------ Text provided ------

The limits of taste

By Xu Ming Source:Global Times Published: 2014-5-12 19:53:01


Following in the footsteps of the recent controversy caused by actor Jia Nailiang bathing together with his 2-year-old daughter on reality show Dad Came Back, yet another reality program is causing ripples throughout China's TV industry.

During Friday night's Laiba Haizi (Come on, Baby), a reality show on Shenzhen TV, the audience was given front row seats to the birth of new lives, from the beginning kicks of labor pain to the delivery of little bloody newborns.

Following the experiences of three expectant mothers from different backgrounds, the program used remote controlled cameras installed throughout the maternity ward, including the delivery and operation rooms, of a hospital in Shanghai to record every gory detail of the delivery process. 

In an attempt to show the realities of life, the hour-long program showed the anxious waiting of the three mothers, followed by the pain of birth and the final joy of seeing their newborns. Interspersed throughout, audiences got to witness the smallest details of the women's lives in the hospital and the intercommunication between husband and wife, patients and hospital staff.

------

- Using the information -
[A] In the article about the childbirth reality show, in which city was the hospital whose maternity ward was filmed?
[B] Continue the article about the childbirth reality show from the point where it stops.

------ Data block ------

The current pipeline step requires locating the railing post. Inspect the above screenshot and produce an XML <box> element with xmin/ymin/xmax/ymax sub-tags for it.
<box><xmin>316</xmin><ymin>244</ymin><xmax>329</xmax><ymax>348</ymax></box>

------

- Responses per task -
[A] Shanghai

[B]
The first show of its kind in China, this first episode of the series was bombarded with both praise and criticism after airing right before Mother's Day. Some stated that they found the program touching as it allowed people to see the greatness of motherhood, while others said the show had touched upon the limits of good taste on TV by "showing bloody scenes and selling private moments" just to attract attention.

Explaining medical terms such as amniotic fluid, contractions and oxytocin, as well as covering tips for staying healthy during pregnancy, the show was seen as a success when it came to educating audiences, especially expecting couples, when it comes to what they should expect from that final trip to the hospital.

Although we can't deny this positive aspect of the program, it is also undeniable that the episode was a blatant attempt to grab audiences by capitalizing on their curiosity about what would normally be a private intimate moment between family members.

I know that these three mothers signed contracts authorizing this sneak peak into their lives (at what price who knows), but as a mother myself, I can't help but feel that the episode shows a lack of respect toward the privacy of ordinary people.

Giving birth to a new life is one of the most intimate moments there can be. A great and sacred act that everyone knows about without being demonstrated in front of millions of onlookers. Stretch marks, faces twisted in pain and anguished cries are things that almost no pregnant woman wants to show to the public. Considering this, it's no wonder that the production team had to put in a mountain of effort to persuade the mothers to join the program.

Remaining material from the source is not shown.